== TEXT ==

The second thing that captured my imagination this week was the report that Voyager 1 has entered the next stage of its departure from our solar system by crossing the "termination shock" that marks the beginning of the "heliopause."
It's wonderful the way we find these new structures wherever we look, and the edge of the solar system is no exception. You might have thought that waving bye-bye to Neptune and Pluto would mark the probe's entry into empty interstellar space, but it turns out there is a detectable bubble of particles blown out by the sun, and a form of shock wave where the particles slow down from millions of miles per hour to radically slower speeds--maybe even reversing direction back toward the sun like waves lapping on a cosmic beach. This fuzzy line marks the region where the pressure of particles blowing in from other stars becomes more powerful than that of our own sun. Only when it travels beyond this region, which will take another few years, will Voyager enter true interstellar space and become our first probe to the stars.
Voyager wasn't the first vehicle to officially leave the solar system. In 1983 Pioneer 10 first passed the orbit of Neptune while it was temporarily the most distant planet from the sun due to Pluto's eccentric orbit. At the time NASA broadcast its bleeping radio transmissions to mark the event. There was even a toll-free number you could call to hear it live, 24-hours a day. (Had there been an Internet at the time, it would have been online as well, but the Internet had yet to develop.) And yes, I dialed that number and listened.
But Voyager is moving faster, and in 1998 it surpassed Pioneer 10 as the most distant man-made object.

===

BRIEF 1: According to the passage on Voyager 1, in what year did Voyager surpass Pioneer 10 as the most distant man-made object?
BRIEF 2: For each statement, indicate whether it agrees with the passage on Voyager 1, answering yes or no and quoting the deciding words: (a) Pioneer 10 passed the orbit of Neptune in 1983. (b) Voyager 1 has already entered true interstellar space. (c) NASA's broadcast of Pioneer 10's transmissions could also be heard online.
BRIEF 3: Proceed with the passage on Voyager 1 from its final sentence onward.

== RAW DATA ==

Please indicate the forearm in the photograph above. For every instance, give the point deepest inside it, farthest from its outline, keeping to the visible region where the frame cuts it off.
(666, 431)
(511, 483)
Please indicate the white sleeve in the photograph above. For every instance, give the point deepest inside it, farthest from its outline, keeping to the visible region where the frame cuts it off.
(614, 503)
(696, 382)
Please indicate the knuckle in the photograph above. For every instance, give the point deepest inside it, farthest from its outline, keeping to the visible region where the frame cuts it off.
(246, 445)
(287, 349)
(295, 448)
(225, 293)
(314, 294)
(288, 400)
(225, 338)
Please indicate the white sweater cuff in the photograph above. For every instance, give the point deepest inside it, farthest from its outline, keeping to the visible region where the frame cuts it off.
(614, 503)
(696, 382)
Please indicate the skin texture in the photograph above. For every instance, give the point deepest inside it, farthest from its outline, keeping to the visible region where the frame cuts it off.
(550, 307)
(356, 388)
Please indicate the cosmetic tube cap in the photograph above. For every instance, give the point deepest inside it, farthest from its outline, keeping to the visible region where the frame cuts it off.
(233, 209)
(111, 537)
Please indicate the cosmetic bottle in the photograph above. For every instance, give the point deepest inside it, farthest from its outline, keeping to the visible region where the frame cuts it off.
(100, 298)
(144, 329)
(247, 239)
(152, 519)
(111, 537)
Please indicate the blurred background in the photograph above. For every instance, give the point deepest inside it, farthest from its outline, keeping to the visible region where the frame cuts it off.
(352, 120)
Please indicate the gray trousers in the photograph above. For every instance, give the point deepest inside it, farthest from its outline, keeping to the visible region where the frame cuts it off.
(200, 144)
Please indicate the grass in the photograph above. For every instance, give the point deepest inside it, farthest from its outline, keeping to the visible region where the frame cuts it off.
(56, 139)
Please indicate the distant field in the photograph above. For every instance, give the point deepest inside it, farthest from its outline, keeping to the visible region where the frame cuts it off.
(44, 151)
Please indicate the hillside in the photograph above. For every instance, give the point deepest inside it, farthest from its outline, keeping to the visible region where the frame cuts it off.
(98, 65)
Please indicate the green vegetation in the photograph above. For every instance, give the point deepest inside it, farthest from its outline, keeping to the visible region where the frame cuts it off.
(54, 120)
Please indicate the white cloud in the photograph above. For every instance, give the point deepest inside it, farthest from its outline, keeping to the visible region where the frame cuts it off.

===

OUTPUT 1: 1998

OUTPUT 2:
(a) Yes: "In 1983 Pioneer 10 first passed the orbit of Neptune"
(b) No: "Only when it travels beyond this region, which will take another few years, will Voyager enter true interstellar space"
(c) No: "Had there been an Internet at the time, it would have been online as well, but the Internet had yet to develop."

OUTPUT 3:
More years have passed, and Voyager is still in the process of leaving. The boundary is that wide. The mission is thirty years old, and the probe may continue to function for another ten or fifteen years. It is now over eight billion miles out--twice the distance to Pluto--and by the time it expires it will be out over ten billion miles. But that will be only two-tenths of one percent of a lightyear, and the nearest star is over four lightyears away, and in a different direction.
Even so, I find this more exciting than anything that has happened in space exploration since the manned moon landings. (More on them another time.) As someone who has grown up through the era of rocketry, I have followed it since I was a small child, when Werner Von Braun and his team of German scientists founded the US missile program, and later the space program. I used to have a scrapbook filled with every photo I could find of rockets and satellites. I even kept a log as each satellite and space probe was launched, giving it up as hopeless when the launches reached into the hundreds (now thousands).
There have been many firsts over the years. Some of them were significant: the first satellite in orbit, the first human in space, first probes to the moon and other planets, first people to visit the moon. Others were merely of passing social interest, or of concern in the "space race" between the USA and the USSR: the first woman, first "space walk," first orbital rendezvous, or the first [insert your nationality here] in space.
There will be other such firsts as we venture forth from our planetary home. And there may be other "space races" in our future--are you watching the Chinese? But there will always be Voyager 1, this first tendril of human construction, a mere bucket of bolts, drifting out among the stars like a bottle in the ocean, bearing a message in case it ever washes up on some far shore, a message that says, "we were here," and which may be read when the human race is no more than an archeological relic.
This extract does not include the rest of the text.